## Task item
Look through the records below for the line holding "hey friend, point to every instance of the white stair". Write it out exactly, with each following line through the line holding "hey friend, point to every instance of the rectangular".

[Photo-based referring expression data]
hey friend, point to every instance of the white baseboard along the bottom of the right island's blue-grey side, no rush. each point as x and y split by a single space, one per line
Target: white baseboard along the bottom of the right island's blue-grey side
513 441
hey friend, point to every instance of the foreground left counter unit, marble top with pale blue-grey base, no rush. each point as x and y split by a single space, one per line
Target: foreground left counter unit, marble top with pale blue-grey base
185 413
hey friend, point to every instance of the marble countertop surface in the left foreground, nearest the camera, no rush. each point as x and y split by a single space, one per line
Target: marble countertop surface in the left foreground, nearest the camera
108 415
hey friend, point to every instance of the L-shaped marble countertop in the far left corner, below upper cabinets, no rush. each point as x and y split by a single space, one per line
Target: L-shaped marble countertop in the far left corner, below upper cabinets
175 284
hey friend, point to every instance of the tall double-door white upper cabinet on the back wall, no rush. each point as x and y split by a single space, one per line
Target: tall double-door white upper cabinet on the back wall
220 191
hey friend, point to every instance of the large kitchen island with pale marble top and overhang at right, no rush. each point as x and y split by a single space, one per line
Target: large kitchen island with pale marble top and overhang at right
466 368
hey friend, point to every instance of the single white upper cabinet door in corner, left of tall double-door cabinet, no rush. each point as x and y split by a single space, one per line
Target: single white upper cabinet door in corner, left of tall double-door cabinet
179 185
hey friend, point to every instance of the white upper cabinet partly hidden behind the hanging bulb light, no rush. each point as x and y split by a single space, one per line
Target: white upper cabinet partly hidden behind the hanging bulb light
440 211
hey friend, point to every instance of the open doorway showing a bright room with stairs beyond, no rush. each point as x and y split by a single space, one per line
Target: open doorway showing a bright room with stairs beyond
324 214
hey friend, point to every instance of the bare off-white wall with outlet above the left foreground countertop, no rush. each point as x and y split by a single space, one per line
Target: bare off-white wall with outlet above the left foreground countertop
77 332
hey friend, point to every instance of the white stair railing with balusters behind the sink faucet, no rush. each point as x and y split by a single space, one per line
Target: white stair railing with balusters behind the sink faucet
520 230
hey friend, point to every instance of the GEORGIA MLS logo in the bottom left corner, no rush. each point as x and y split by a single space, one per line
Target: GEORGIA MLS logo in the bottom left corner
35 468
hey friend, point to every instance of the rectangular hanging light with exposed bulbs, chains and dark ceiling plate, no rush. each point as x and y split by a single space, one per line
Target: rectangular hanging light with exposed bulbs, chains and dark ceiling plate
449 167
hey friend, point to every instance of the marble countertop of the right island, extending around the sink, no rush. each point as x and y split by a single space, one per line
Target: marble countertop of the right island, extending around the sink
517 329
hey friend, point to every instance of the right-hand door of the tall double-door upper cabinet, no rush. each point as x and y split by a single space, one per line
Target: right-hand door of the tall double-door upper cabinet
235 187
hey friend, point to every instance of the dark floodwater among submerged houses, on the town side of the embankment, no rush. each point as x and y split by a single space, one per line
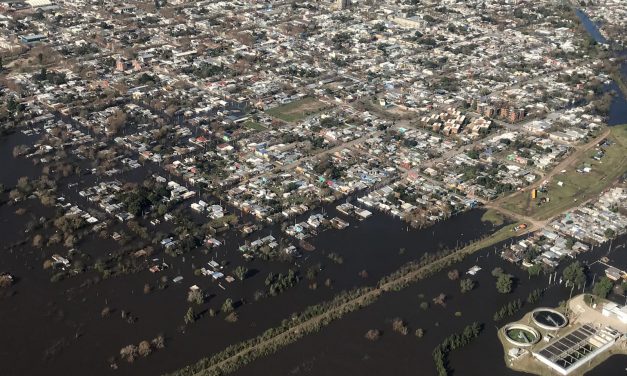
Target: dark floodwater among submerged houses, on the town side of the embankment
57 328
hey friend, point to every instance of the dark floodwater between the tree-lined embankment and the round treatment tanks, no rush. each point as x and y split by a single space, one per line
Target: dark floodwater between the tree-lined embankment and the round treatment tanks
340 348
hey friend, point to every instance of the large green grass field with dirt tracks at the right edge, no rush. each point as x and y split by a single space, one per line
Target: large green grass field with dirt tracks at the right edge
577 187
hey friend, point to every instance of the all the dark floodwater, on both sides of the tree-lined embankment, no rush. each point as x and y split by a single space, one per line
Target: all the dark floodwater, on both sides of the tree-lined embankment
57 328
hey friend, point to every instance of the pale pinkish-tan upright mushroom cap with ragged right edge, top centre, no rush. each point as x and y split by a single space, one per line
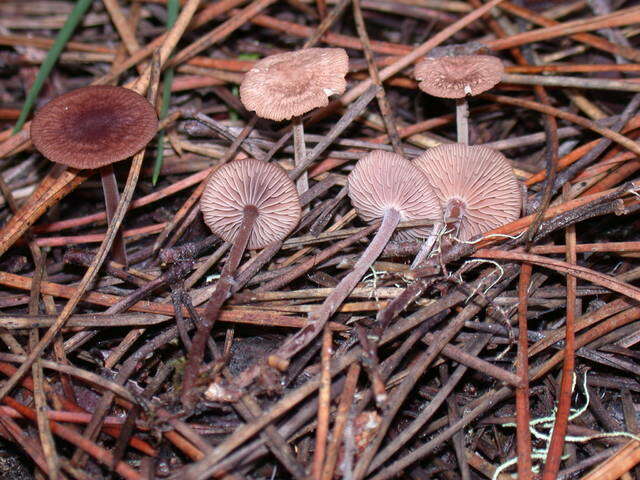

## Response to this exercise
hey friend, point to every instance of the white stair railing with balusters behind the sink faucet, no rush. each point as x and y split by a single space, one per line
Target: white stair railing with balusters behind the sink faucet
520 230
hey friend, point to every instance of the GEORGIA MLS logo in the bottom left corner, no rush. each point as x and y split by a single space, one per line
Target: GEORGIA MLS logo in the bottom left corner
35 468
hey friend, point to every instance of the rectangular hanging light with exposed bulbs, chains and dark ceiling plate, no rush. each point as x and y split by a single space, one per line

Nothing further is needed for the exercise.